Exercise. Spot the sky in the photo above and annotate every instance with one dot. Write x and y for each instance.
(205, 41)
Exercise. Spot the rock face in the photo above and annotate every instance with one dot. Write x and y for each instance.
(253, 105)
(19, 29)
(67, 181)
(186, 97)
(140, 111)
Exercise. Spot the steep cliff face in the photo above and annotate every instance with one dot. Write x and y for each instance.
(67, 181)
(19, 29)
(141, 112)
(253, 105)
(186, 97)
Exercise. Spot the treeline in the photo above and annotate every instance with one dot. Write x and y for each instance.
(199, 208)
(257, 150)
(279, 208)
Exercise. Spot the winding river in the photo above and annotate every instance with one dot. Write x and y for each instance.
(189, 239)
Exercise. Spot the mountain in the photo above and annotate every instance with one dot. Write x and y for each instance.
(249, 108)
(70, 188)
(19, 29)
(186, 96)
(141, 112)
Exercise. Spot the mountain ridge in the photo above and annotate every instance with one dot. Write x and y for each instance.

□ □ □

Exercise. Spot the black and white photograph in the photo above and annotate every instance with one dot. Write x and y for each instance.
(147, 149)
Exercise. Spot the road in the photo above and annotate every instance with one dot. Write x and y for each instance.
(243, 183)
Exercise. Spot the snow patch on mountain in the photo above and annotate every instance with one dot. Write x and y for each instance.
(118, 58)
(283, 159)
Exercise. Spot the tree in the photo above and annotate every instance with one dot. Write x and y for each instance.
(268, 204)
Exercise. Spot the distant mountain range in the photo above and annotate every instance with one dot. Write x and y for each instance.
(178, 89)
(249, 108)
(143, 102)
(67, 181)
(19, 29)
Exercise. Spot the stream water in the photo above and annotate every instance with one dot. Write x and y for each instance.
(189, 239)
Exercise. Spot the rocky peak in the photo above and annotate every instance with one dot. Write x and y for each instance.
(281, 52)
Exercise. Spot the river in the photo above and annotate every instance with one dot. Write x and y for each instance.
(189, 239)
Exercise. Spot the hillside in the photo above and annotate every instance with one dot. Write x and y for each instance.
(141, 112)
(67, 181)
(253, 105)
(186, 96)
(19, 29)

□ □ □

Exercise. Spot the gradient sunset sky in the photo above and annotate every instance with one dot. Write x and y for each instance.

□ □ □

**ABOUT THIS EXERCISE**
Beginning at the line with "Exercise. Spot the treeline" and ending at the line with "Exercise. Spot the mountain ridge", reproduce each line of the data above exactly, and add no other lines.

**RESULT FOR THIS TASK**
Exercise. Spot the treeline in the photo above and annotate every instance with one dot. Write x and y for each instance.
(199, 208)
(257, 150)
(279, 208)
Exercise. Spot the winding river in the photo above and annotate every instance with one dot. Write x and y for each instance.
(189, 239)
Exercise. Spot the mountain in the photo above and annotate every instance with one dot. Write x and y for each instance.
(249, 108)
(70, 188)
(19, 29)
(186, 96)
(141, 112)
Exercise. Spot the mountain ridge in the photo above and annotate every instance with one dot. Write x and y for each instance.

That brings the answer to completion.